(begin)
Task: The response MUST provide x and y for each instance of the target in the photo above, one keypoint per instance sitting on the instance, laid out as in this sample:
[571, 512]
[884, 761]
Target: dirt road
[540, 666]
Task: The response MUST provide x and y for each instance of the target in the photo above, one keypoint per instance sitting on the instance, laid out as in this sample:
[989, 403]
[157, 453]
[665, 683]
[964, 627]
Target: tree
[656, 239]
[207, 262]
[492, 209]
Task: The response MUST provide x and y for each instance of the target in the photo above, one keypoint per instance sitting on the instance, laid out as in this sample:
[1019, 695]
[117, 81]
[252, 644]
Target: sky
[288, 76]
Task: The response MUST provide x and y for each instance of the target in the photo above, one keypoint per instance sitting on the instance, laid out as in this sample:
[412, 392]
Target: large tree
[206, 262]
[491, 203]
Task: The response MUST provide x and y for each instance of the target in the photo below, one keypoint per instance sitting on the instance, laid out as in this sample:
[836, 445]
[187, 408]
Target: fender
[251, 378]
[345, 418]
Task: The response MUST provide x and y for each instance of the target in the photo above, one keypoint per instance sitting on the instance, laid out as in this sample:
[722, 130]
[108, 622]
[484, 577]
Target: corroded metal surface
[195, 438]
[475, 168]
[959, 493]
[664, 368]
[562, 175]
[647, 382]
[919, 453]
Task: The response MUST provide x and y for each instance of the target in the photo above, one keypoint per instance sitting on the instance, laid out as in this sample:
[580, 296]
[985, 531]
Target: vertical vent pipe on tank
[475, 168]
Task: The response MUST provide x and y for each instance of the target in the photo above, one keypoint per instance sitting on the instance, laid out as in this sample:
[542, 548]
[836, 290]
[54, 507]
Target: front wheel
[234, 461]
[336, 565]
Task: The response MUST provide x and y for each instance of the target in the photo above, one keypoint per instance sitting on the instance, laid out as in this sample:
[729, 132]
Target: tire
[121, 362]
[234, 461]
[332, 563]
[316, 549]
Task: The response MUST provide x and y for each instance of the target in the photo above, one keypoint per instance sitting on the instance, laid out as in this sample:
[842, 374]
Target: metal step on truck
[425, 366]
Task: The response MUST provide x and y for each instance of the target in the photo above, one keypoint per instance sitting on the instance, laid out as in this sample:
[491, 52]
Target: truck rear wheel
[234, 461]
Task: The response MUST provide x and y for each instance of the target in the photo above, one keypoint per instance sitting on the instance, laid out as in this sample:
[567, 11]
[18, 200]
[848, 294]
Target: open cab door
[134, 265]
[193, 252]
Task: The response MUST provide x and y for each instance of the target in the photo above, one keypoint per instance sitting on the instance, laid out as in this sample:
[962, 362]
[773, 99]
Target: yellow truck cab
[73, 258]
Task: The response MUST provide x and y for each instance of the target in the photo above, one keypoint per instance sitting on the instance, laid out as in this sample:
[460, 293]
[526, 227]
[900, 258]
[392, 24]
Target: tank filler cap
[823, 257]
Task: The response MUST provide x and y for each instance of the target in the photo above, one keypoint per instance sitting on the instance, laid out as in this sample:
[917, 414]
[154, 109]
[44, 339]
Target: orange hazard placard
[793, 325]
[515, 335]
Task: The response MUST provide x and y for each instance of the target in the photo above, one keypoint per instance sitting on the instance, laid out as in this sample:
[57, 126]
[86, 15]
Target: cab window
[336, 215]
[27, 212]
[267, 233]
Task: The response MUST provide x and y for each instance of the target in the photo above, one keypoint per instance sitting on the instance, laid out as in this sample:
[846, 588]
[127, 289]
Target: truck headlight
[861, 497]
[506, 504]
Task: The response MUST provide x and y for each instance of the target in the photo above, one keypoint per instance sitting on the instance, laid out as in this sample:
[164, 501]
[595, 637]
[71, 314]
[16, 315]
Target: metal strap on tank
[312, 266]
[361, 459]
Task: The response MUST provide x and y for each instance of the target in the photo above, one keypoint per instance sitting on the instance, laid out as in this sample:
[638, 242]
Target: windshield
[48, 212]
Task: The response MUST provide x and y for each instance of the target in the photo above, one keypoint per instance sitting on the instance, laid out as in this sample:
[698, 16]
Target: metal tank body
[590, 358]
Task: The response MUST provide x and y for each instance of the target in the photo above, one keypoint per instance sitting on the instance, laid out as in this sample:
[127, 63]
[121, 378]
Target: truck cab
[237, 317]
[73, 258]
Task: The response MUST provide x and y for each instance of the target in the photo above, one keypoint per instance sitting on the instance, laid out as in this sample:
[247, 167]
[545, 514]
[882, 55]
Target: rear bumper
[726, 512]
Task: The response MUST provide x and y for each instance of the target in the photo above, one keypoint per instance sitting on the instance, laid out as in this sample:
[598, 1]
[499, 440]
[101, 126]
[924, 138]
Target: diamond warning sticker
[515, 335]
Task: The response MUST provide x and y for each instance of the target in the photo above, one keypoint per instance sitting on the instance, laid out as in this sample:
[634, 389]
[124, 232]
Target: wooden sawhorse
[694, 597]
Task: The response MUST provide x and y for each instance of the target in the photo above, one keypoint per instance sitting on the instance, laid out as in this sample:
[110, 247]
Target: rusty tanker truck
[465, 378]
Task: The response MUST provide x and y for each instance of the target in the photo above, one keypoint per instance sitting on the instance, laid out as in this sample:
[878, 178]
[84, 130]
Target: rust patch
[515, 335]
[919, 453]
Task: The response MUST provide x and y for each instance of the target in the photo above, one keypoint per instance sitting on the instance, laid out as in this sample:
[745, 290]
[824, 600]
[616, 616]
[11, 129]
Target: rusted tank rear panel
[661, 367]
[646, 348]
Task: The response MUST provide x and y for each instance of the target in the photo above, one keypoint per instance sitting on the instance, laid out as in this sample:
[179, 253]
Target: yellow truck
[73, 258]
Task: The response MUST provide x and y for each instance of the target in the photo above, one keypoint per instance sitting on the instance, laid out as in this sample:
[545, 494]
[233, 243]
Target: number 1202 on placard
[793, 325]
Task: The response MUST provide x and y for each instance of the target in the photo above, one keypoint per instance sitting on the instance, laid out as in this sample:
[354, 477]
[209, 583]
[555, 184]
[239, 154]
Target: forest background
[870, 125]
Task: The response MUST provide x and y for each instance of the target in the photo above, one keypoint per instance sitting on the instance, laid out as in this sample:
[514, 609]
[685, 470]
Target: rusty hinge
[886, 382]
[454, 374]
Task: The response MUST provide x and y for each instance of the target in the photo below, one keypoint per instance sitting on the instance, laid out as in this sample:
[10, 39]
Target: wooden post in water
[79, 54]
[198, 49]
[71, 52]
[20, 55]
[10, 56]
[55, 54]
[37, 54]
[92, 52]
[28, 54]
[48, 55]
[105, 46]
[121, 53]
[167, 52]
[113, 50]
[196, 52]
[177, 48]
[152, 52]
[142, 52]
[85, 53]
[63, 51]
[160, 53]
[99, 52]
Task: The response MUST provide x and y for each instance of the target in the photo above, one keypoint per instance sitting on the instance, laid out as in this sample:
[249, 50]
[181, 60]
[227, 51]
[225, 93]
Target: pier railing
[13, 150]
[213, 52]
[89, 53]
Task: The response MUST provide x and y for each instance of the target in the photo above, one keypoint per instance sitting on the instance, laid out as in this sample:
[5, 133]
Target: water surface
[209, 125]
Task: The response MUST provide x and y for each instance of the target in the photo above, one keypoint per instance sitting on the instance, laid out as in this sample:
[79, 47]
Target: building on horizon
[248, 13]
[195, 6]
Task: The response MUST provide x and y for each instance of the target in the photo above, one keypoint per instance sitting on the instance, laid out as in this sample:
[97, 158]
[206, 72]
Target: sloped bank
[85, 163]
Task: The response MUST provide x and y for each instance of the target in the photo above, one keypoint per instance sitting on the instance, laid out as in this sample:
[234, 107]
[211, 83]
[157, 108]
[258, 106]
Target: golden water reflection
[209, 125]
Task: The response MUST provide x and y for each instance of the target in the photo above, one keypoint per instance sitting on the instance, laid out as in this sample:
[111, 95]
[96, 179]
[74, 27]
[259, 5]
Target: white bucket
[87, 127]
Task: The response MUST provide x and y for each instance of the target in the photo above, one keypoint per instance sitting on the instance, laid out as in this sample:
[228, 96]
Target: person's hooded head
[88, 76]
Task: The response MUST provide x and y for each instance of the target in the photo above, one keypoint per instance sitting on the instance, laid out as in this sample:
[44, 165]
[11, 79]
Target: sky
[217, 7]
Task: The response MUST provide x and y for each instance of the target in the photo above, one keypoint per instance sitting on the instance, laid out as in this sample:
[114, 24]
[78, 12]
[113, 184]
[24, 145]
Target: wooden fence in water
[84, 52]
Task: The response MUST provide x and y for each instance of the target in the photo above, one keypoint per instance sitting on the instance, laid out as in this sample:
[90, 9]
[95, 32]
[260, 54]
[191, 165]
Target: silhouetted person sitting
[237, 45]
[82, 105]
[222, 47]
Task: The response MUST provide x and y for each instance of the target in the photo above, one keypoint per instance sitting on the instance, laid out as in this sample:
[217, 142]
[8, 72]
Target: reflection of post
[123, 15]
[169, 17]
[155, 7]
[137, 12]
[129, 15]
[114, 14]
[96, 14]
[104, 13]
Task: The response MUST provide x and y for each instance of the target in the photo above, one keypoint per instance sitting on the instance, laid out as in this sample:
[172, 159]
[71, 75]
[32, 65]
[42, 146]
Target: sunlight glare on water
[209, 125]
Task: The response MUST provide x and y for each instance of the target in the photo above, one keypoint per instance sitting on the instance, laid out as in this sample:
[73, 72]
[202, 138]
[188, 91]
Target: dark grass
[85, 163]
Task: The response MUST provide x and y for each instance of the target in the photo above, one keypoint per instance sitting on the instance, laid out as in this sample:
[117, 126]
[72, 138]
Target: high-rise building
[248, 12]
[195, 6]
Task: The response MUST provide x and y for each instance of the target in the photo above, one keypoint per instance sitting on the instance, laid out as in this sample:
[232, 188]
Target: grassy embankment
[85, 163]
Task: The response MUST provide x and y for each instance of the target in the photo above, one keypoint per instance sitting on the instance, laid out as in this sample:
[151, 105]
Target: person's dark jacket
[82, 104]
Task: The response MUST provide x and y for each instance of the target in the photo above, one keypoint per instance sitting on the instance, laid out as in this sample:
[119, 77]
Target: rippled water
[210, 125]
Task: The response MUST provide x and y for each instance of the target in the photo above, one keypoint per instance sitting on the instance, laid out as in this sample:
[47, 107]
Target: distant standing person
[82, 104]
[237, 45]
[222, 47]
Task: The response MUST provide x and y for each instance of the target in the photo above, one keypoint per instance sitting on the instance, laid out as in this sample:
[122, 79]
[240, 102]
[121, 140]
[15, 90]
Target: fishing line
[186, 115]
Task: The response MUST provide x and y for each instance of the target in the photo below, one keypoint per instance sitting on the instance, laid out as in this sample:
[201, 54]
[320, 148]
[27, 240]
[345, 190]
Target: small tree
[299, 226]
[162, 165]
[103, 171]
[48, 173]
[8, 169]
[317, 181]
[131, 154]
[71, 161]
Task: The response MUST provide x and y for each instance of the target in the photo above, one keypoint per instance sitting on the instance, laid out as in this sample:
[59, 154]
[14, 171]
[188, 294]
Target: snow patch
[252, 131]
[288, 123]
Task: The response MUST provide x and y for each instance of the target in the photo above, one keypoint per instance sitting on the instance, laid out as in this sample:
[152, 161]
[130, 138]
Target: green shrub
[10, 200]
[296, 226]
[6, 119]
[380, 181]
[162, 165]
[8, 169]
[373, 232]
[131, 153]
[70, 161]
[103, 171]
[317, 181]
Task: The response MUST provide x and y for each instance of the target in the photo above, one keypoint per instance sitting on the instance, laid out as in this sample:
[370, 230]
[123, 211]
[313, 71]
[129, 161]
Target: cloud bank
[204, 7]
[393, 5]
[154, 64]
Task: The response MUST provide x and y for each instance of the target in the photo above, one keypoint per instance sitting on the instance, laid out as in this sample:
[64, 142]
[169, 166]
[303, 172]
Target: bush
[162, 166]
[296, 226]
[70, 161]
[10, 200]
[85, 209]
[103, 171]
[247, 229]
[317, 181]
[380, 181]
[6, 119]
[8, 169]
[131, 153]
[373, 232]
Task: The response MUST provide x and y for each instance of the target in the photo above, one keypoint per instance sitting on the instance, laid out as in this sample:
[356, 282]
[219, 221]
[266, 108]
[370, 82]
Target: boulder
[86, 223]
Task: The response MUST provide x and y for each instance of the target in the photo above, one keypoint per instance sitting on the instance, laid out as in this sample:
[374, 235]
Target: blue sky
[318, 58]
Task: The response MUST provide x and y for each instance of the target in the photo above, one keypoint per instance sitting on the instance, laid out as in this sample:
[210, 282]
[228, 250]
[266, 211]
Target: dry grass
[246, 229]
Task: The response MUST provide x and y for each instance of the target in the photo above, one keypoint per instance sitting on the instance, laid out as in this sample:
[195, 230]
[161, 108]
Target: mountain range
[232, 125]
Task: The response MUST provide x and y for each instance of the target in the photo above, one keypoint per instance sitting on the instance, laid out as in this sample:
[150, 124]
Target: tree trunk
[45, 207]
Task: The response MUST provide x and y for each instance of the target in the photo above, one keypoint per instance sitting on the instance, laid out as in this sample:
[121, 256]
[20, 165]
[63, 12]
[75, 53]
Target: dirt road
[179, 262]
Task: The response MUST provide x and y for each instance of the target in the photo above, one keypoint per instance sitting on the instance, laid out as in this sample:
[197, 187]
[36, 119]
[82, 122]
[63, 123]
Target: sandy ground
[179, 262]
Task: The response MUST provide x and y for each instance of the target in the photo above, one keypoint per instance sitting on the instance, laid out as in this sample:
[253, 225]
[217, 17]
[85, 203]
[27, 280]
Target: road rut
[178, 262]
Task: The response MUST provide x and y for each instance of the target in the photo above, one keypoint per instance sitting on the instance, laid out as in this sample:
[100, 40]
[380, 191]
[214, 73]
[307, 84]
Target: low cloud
(end)
_Task instructions_
Find every row that contains the string "truck" and copy each of those rows in full. Case matters, so match only that exact capitalization.

_Solution below_
Target: metal step on truck
Target: truck rear wheel
Target: yellow truck cab
Target: truck headlight
Target: truck cab
Target: rusty tanker truck
Target: yellow truck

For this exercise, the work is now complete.